• [SET TASK]
Format as a numbered list the lines starting with the line containing "Where can the blue beverage" and going on through the line containing "(1391, 650)", leaving out any blank lines.

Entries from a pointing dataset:
^^^^^^^^^^^^^^^^

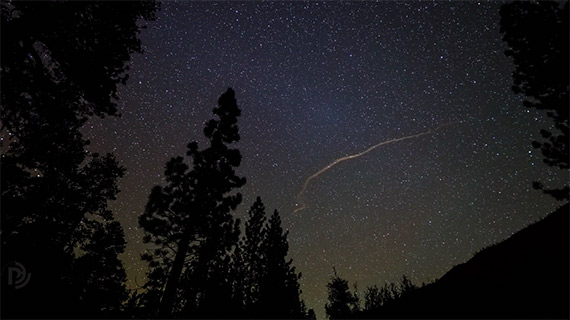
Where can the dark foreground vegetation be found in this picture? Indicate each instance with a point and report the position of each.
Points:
(62, 64)
(525, 276)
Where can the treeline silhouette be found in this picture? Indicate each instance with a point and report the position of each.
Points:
(62, 62)
(199, 262)
(524, 277)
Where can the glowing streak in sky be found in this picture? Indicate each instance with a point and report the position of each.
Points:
(303, 206)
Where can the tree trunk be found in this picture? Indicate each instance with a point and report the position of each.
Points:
(167, 302)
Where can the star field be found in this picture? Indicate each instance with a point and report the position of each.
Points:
(317, 81)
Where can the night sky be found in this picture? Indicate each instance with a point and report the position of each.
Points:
(317, 82)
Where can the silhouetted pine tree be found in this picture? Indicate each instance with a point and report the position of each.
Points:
(537, 34)
(190, 222)
(253, 258)
(341, 302)
(61, 64)
(98, 275)
(279, 285)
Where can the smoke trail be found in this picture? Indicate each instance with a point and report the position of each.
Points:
(303, 206)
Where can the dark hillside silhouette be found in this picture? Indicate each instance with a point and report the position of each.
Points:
(525, 276)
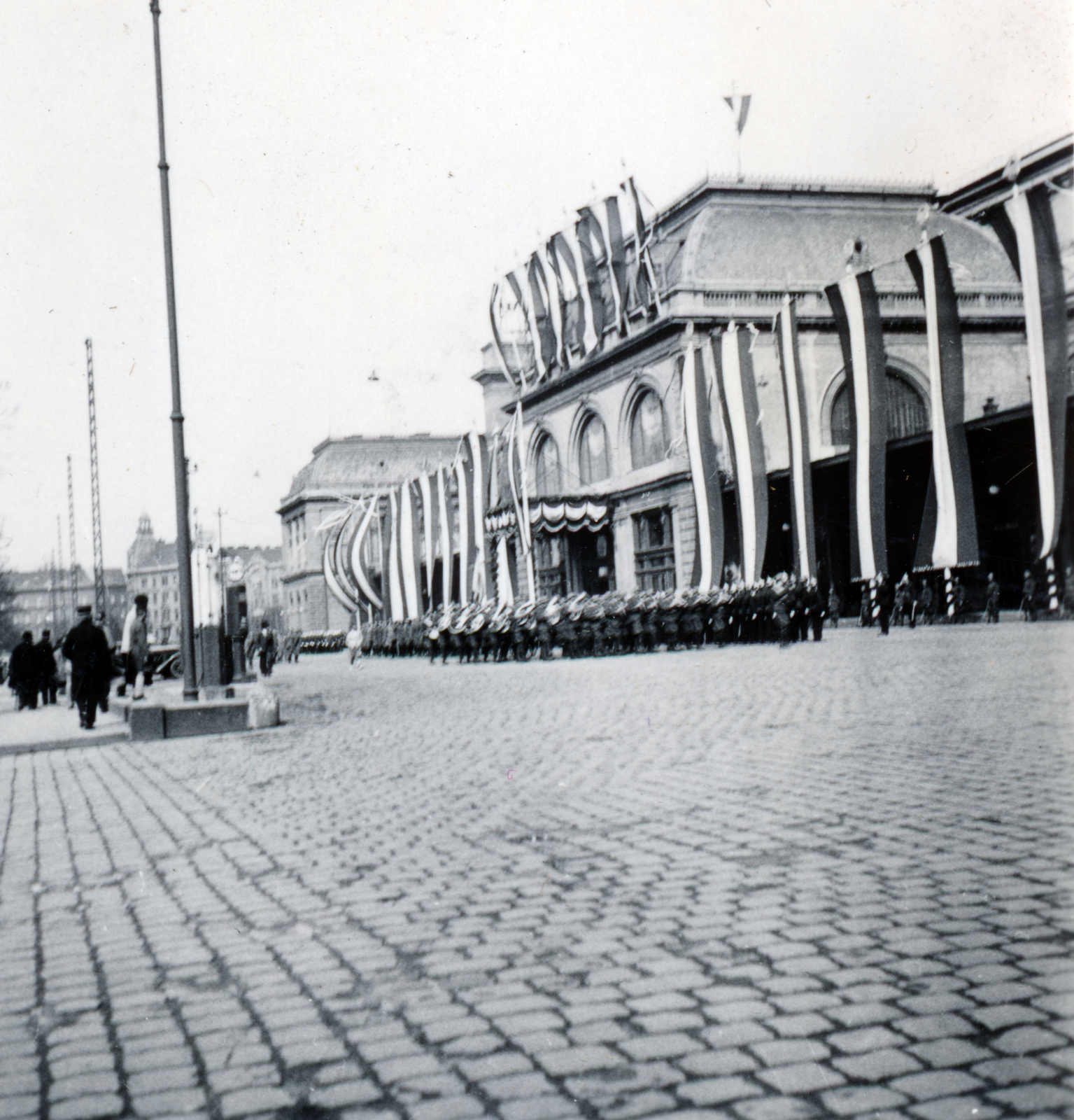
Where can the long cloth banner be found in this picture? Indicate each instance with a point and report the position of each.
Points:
(802, 526)
(738, 398)
(949, 526)
(708, 498)
(857, 311)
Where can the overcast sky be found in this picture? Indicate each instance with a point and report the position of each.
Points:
(347, 179)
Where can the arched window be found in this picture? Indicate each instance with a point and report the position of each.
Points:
(593, 451)
(546, 468)
(649, 436)
(905, 409)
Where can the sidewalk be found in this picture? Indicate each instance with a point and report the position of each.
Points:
(54, 726)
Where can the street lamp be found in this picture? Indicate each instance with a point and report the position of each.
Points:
(183, 526)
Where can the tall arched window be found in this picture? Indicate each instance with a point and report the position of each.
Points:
(546, 468)
(906, 412)
(593, 451)
(649, 435)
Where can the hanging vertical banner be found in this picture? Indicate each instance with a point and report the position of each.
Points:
(464, 528)
(708, 496)
(408, 554)
(429, 532)
(1040, 269)
(445, 537)
(949, 526)
(358, 566)
(738, 399)
(476, 476)
(857, 309)
(330, 566)
(393, 573)
(803, 529)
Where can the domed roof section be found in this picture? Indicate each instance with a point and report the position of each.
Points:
(770, 239)
(360, 464)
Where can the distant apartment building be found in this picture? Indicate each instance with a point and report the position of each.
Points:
(153, 570)
(43, 599)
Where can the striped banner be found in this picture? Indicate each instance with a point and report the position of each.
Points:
(393, 571)
(477, 468)
(949, 528)
(857, 312)
(429, 532)
(356, 566)
(445, 537)
(742, 423)
(1040, 269)
(802, 524)
(708, 496)
(409, 552)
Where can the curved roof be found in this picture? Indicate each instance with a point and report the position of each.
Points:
(361, 464)
(760, 240)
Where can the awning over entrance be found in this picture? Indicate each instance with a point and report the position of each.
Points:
(553, 517)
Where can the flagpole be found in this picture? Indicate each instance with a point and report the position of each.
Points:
(183, 524)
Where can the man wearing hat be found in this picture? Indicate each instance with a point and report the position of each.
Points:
(87, 648)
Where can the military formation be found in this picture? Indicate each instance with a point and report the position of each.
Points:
(779, 610)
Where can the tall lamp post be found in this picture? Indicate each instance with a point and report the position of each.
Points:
(183, 526)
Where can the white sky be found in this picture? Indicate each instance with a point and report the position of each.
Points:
(347, 179)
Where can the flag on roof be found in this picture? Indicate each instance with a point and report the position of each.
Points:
(802, 526)
(949, 528)
(742, 424)
(857, 311)
(740, 106)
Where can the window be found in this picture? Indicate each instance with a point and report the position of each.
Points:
(546, 468)
(649, 436)
(905, 410)
(593, 451)
(654, 552)
(551, 570)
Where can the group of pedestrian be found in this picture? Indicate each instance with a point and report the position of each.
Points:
(31, 671)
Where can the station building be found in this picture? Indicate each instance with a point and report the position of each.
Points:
(605, 440)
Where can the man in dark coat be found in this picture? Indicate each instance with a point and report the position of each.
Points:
(22, 672)
(87, 648)
(46, 669)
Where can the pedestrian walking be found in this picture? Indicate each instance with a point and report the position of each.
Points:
(991, 601)
(1029, 606)
(885, 601)
(24, 672)
(48, 680)
(87, 648)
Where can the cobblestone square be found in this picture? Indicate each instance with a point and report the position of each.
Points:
(751, 883)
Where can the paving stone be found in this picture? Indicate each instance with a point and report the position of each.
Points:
(861, 1100)
(877, 1065)
(801, 1079)
(924, 1086)
(718, 1090)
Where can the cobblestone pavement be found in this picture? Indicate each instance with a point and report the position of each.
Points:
(831, 881)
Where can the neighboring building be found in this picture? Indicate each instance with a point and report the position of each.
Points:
(42, 599)
(611, 429)
(341, 468)
(154, 570)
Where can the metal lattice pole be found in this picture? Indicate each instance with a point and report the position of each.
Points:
(57, 568)
(95, 491)
(71, 541)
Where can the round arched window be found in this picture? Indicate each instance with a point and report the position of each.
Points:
(546, 468)
(906, 412)
(593, 451)
(649, 437)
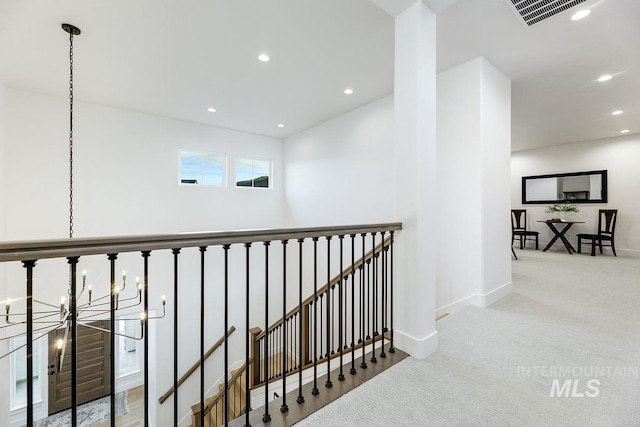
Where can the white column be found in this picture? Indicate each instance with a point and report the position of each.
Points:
(415, 180)
(4, 364)
(474, 139)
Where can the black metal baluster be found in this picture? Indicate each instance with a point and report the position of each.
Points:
(203, 249)
(321, 309)
(112, 336)
(383, 298)
(353, 371)
(328, 383)
(302, 358)
(284, 407)
(73, 262)
(247, 403)
(391, 348)
(29, 266)
(365, 302)
(226, 336)
(145, 257)
(374, 298)
(266, 417)
(315, 390)
(340, 310)
(175, 252)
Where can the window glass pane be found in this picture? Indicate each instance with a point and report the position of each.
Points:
(262, 182)
(19, 366)
(261, 167)
(202, 168)
(253, 173)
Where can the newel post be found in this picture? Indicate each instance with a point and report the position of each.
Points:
(255, 356)
(306, 342)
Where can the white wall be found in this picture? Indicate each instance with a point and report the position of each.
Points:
(126, 182)
(125, 173)
(617, 155)
(341, 171)
(474, 102)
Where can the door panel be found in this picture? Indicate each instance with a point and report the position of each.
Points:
(94, 369)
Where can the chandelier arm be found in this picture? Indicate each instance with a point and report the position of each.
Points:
(23, 345)
(97, 328)
(24, 322)
(45, 303)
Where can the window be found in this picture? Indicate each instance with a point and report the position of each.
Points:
(128, 354)
(253, 173)
(19, 371)
(202, 168)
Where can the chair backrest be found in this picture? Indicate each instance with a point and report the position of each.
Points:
(607, 221)
(518, 220)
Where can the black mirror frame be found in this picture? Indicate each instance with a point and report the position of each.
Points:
(604, 199)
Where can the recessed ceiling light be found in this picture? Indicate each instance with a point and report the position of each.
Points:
(580, 14)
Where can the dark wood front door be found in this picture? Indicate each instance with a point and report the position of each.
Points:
(94, 369)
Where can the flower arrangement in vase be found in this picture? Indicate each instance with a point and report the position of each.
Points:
(560, 212)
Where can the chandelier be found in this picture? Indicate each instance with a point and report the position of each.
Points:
(49, 317)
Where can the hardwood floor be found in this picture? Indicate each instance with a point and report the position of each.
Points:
(135, 416)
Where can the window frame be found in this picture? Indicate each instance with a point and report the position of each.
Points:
(253, 159)
(223, 163)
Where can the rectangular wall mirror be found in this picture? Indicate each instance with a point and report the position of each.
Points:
(575, 187)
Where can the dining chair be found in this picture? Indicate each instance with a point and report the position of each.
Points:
(606, 229)
(519, 228)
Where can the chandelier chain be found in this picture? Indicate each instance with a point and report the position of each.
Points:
(70, 135)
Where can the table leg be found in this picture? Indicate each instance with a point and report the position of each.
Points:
(559, 234)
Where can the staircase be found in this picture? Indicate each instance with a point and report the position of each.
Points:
(215, 405)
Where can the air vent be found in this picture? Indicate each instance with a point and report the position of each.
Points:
(534, 11)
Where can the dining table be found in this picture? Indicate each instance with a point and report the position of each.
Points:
(559, 227)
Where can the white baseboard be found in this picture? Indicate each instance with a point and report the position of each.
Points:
(477, 300)
(500, 292)
(473, 300)
(419, 348)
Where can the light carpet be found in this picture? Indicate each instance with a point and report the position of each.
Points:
(89, 414)
(570, 318)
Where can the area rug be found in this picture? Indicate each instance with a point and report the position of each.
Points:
(89, 414)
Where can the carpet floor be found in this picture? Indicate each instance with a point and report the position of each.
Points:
(563, 349)
(89, 414)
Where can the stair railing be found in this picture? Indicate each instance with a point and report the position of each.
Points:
(360, 303)
(276, 364)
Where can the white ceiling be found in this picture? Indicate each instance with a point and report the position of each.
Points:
(176, 59)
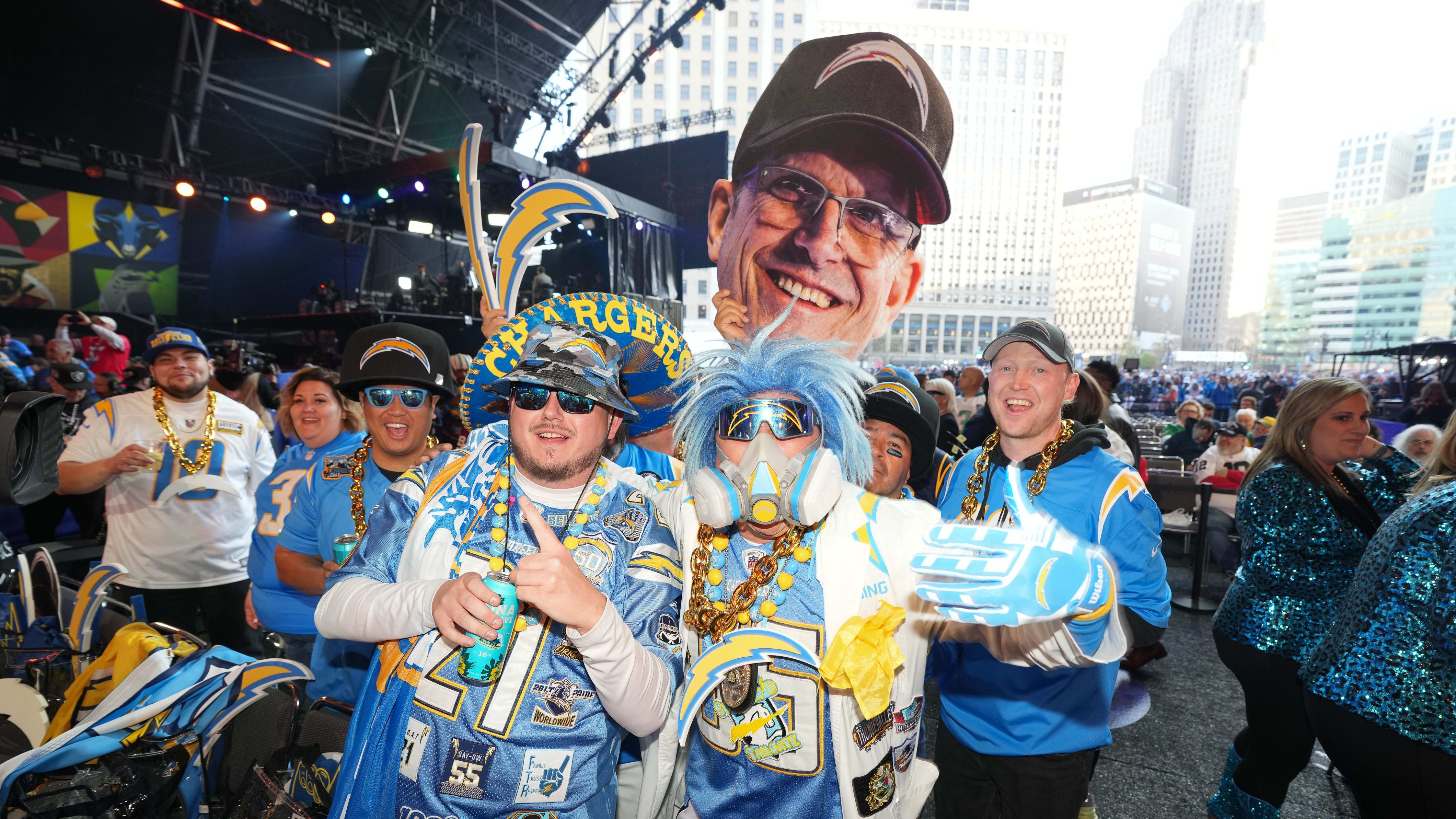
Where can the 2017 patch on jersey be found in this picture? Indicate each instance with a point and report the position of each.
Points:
(468, 764)
(876, 789)
(545, 776)
(631, 522)
(557, 703)
(338, 467)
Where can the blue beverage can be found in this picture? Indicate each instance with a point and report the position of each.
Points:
(344, 547)
(484, 661)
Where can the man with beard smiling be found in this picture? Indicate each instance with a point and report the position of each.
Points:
(185, 553)
(398, 373)
(836, 171)
(592, 654)
(1020, 741)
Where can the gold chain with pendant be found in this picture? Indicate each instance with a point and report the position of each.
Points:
(715, 620)
(972, 506)
(357, 486)
(205, 452)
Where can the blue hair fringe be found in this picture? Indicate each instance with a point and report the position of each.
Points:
(811, 371)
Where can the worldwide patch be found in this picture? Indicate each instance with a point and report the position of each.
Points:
(557, 703)
(870, 731)
(876, 789)
(417, 735)
(905, 752)
(337, 467)
(667, 633)
(631, 522)
(545, 776)
(468, 764)
(909, 717)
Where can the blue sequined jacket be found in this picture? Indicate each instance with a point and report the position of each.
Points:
(1299, 554)
(1391, 650)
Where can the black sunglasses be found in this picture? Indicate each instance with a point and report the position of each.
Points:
(535, 397)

^^^^^^^^^^^^^^^^

• [OUTPUT BELOW]
1. Where can the blue beverage can be found in this picture? Indicate each instance with a point and report the position of each.
2. Points:
3. (344, 547)
4. (484, 661)
5. Where can the man with beard smiling be found in this picture? Indicate each instance with a point and report the position of each.
6. Points:
7. (185, 553)
8. (398, 373)
9. (836, 171)
10. (592, 654)
11. (1020, 741)
12. Where can the gold chain with pendant be found in this picture? Indicate each instance with a point and report the position of each.
13. Points:
14. (715, 620)
15. (972, 506)
16. (357, 486)
17. (205, 452)
18. Where can the blue hair fringe be found in this picture? Indicate each instance with a point and report the position of each.
19. Points:
20. (811, 371)
21. Where can the worldwide patch be found in this picture? Indicate each instance with a point and report the position of each.
22. Points:
23. (557, 703)
24. (870, 731)
25. (876, 789)
26. (417, 735)
27. (905, 752)
28. (337, 467)
29. (667, 633)
30. (631, 522)
31. (545, 776)
32. (468, 764)
33. (909, 717)
34. Where can the blue sequined jacket be found in this picture? Indicate each instance with a point and report the position of each.
35. Points:
36. (1299, 554)
37. (1391, 650)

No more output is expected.